==== Quoted passage ====

We evaluated the terms of the modified note in accordance with ASC Topic No. 470 – 50, Modifications and Extinguishments. We determined this change in terms did constitute a modification. Therefore, we recognized a $4,772 gain on debt modification on May 26, 2016.


Convertible Promissory Notes Issued for Cash


The March 14, 2016 Note


On March 14, 2016, we issued a convertible promissory note to a third party for cash. The note (the “front-end note”) was in the amount of $65,000, and it matures on March 14, 2017. The note bears interest at 8% per year and is convertible into shares of our common stock at a 45% discount to our lowest trading price over the preceding 20 days with a floor on the conversion price of $0.00005.


On the same date we issued a second note (the “back-end note”) in the amount of $65,000 in exchange for a note receivable in the same amount. The back-end note matures on March 14, 2017. The note bears interest at 8% per year and is convertible into shares of our common stock at a 45% discount to our lowest trading price over the preceding 20 days with a floor on the conversion price of $0.00005. As of July 31, 2016, we had not yet received the proceeds from this note. The note is secured by the note receivable for $65,000 from the same party. See Note 5. Since we have not received any proceeds from this note, we have not recorded the back-end note and the note receivable on our balance sheet as of July 31, 2016.

==== Information supplied ====

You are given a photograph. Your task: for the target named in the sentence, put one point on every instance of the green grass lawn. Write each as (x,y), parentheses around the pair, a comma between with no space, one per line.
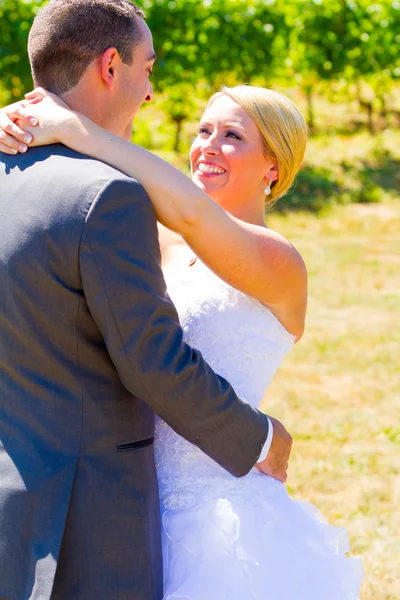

====

▶ _Exercise requirements_
(a) Translate this sentence from the convertible notes passage into Spanish: "We determined this change in terms did constitute a modification."
(b) Write what comes next in the convertible notes passage, starting right after its final sentence.
The material has no role here.

▶ _Responses for each task_
(a) Determinamos que este cambio en los términos sí constituyó una modificación.

(b)
The May 26, 2016 Note


On May 26, 2016, we issued a convertible promissory note to a third party for cash. The note (the “front-end note”) was in the amount of $75,000, and it matures on May 26, 2017. The note bears interest at 8% per year and is convertible into shares of our common stock at a 45% discount to our lowest trading price over the preceding 20 days with a floor on the conversion price of $0.00005.


On the same date we issued a second note (the “back-end note”) in the amount of $75,000 in exchange for a note receivable in the same amount. The back-end note matures on May 26, 2017. The note bears interest at 8% per year and is convertible into shares of our common stock at a 45% discount to our lowest trading price over the preceding 20 days with a floor on the conversion price of $0.00005. As of July 31, 2016, we had not yet received the proceeds from this note. The note is secured by the note receivable for $75,000 from the same party. See Note 6. Since we have not received any proceeds from this note, we have not recorded the back-end note and the note receivable on our balance sheet as of July 31, 2016


Conversions to Common Stock


During six months ended July 31, 2015, the holders of our convertible promissory notes converted $319,496 of principal and accrued interest into 151,307 shares of our common stock. No gain or loss was recognized on the conversions as they occurred within the terms of the agreement which provided for conversion.


During six months ended July 31, 2016, the holders of our convertible promissory notes converted $80,128 of principal and accrued interest into 343,719 shares of our common stock. Of the shares converted, 94,000 shares, valued at $94, had not been issued as of July 31, 2016, and as such have been classified as stock payable. See Note 10. No gain or loss was recognized on the conversions as they occurred within the terms of the agreement which provided for conversion.


Amortization of Discounts


During the six months ended July 31, 2016 and 2015, we recorded amortization of discounts on convertible notes payable and recognized interest expense of $125,617 and $265,555, respectively.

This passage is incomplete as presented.